- Text shown:

2LtMs, Lt 34, 1875, par. 18

Through the guidance of the Holy Spirit, our instructors must be able to assess the natural talents which God placed uniquely into each worker so that they can be best utilized based on their ability.

God would have us bring far more thoughtful intelligence into our labors. We should appoint certain ones to do a certain work, and not lay upon one man several kinds of work, so that he will not have a chance to do any of it with efficiency. Men should be trained up so that they will be prepared to fill different positions of trust. There are many who do not offer themselves to the work, but wise generals will see to it that those who are qualified for the work, shall have a place in it. They will counsel, encourage, and give them assurances of sympathy and confidence.

The Home Missionary (HM February 1, 1890, par. 9)

Our instructors must be discrete and be flexible to change, adapting as necessary on the spiritual battlefield.

From the light given me by the Lord, I have a warning to present to our brethren. Do not wise generals keep their movements strictly secret, lest the enemy shall learn their plans, and work to counteract them? If the enemy has no knowledge of their movements, they have an advantage. We are to study the field carefully and are not to think that we must follow the same methods in every place. If we move wisely, without one tinge of boasting, without stopping to challenge the enemy, if we advance one line of truth after another, crowding in the most important and soul-testing [truths], the Lord will take care of the result...

Letters and Manuscripts (12LtMs, Lt 13, 1897, par. 9)

Our instructors must demonstrate sound judgment and undeviating principles with unbending integrity while executing this with gentleness and demonstrate the love of Christ. They must daily request wisdom from the Holy Spirit and demonstrate emotional, cultural and spiritual intelligence.

It is of great importance that the one who is chosen to care for the spiritual interests of patients and helpers be a man of sound judgment and undeviating principle, a man who will have moral influence, who knows how to deal with minds. He should be a person of wisdom and culture, of affection as well as intelligence. He may not be thoroughly efficient in all respects at first; but he should, by earnest thought and the exercise of his abilities, qualify himself for this important work. The greatest wisdom and gentleness are needed to serve in this position acceptably yet with unbending integrity; for prejudice, bigotry, and error of every form and description must be met.

Testimonies for the Church 4:546, 547 (1880)

- Record set:

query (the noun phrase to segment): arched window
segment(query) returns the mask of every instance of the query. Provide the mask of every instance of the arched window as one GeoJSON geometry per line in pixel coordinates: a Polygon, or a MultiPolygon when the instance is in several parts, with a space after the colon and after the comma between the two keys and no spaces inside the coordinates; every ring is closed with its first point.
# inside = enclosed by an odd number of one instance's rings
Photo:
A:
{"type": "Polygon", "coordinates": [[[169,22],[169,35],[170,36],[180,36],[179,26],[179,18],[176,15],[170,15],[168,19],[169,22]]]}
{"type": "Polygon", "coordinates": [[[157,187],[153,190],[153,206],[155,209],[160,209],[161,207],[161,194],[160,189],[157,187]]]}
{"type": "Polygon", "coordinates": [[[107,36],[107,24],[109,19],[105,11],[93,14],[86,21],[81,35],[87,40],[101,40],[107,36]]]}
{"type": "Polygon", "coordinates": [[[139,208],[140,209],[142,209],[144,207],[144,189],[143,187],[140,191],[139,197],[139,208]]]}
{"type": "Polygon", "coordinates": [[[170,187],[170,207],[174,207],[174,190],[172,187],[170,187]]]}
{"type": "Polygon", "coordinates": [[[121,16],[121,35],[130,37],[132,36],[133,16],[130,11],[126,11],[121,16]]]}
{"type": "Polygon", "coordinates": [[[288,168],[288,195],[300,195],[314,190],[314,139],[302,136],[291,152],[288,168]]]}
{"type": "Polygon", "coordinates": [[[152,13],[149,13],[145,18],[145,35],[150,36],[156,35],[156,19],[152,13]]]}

- Explore the material:
1 – Copy the text on instructors word for word between "The Home Missionary" and "1897, par. 9)", inclusive.
2 – In the text on instructors, what must be met by the one who serves in the position of caring for the spiritual interests of patients and helpers?

- Your responses:
1 –
The Home Missionary (HM February 1, 1890, par. 9)

Our instructors must be discrete and be flexible to change, adapting as necessary on the spiritual battlefield.

From the light given me by the Lord, I have a warning to present to our brethren. Do not wise generals keep their movements strictly secret, lest the enemy shall learn their plans, and work to counteract them? If the enemy has no knowledge of their movements, they have an advantage. We are to study the field carefully and are not to think that we must follow the same methods in every place. If we move wisely, without one tinge of boasting, without stopping to challenge the enemy, if we advance one line of truth after another, crowding in the most important and soul-testing [truths], the Lord will take care of the result...

Letters and Manuscripts (12LtMs, Lt 13, 1897, par. 9)

2 – Prejudice, bigotry, and error of every form and description.